» **STATED GOAL A**:
Answer each question from the excerpt on repository classes.
(i) In the revised viewDidLoad, which method is called on the repository after it is created?
(ii) Which additional delegate method is suggested for displaying a "loading" notice?
(iii) Where, according to the text, can repository classes be instantiated?

» **SOURCE EXTRACT**:

-- START --

Now, to use this in a controller, for example, where you previous would have done something such as:
- (void)viewDidLoad
{
self.users = [MySingleton getUsers];
[self.view setNeedsDisplay];
}
You would do something like this:
- (void)viewDidLoad
{
if(self.repository == nil) { // just some simple lazy loading, we only need one repository instance
self.repository = [[[RecipeRepository alloc] initWithDelegate:self] autorelease];
}
[self.repository findAllRecipes];
}
- (void)repository:(id)repository didRetrieveEntityCollection:(NSArray *)collection;
{
self.users = collection;
[self.view setNeedsDisplay];
}
You could even extend this further to display some kind of "loading" notice with an additional delegate method:
#protocol RepositoryDelegateProtocol
- (void)repositoryWillLoadEntities:(id)repository;
#end
// in your controller
- (void)repositoryWillLoadEntities:(id)repository;
{
[self showLoadingView]; // etc.
}
Another thing about this design is that your repository classes really don't need to be singletons - they can be instantiated wherever you need them. They may deal with some kind of singleton connection manager but at this layer of abstraction a singleton is unnecessary (and its always good to avoid singletons where possible).

-- END --

» **MATERIAL PROVIDED**:
-- START --

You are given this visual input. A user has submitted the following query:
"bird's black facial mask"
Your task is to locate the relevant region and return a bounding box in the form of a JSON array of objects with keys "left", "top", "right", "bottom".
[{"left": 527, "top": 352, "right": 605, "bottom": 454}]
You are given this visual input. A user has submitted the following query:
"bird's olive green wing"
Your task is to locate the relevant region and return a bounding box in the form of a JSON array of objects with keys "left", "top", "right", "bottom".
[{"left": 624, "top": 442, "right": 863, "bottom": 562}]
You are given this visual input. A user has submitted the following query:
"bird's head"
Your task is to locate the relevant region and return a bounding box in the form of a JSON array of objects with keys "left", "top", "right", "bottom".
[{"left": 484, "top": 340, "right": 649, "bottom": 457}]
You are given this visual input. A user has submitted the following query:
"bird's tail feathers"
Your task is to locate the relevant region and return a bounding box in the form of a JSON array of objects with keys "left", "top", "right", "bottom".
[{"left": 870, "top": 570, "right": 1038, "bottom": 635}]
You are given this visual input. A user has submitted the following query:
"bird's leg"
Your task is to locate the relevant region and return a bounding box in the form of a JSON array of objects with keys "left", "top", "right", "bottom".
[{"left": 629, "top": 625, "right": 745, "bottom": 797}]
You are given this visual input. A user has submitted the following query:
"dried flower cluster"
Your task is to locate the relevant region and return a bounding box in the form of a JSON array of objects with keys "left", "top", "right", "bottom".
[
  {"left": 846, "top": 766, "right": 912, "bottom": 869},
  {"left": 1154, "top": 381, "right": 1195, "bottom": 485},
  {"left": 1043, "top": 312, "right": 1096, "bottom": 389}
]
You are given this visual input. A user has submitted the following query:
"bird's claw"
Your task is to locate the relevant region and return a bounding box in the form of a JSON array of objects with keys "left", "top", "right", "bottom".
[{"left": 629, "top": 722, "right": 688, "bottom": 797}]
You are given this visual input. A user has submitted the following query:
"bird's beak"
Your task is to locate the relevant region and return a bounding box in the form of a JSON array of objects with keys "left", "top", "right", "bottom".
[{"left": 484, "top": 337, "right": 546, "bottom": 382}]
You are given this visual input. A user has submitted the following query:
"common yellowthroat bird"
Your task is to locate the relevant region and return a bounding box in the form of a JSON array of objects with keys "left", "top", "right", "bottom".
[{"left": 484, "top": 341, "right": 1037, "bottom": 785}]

-- END --

» **STATED GOAL B**: Return every line of the records that contains the string "bird", treating uppercase and lowercase letters as different.

» **ANSWER A**:
(i) findAllRecipes
(ii) repositoryWillLoadEntities:
(iii) Wherever you need them.

» **ANSWER B**:
"bird's black facial mask"
"bird's olive green wing"
"bird's head"
"bird's tail feathers"
"bird's leg"
"bird's claw"
"bird's beak"
"common yellowthroat bird"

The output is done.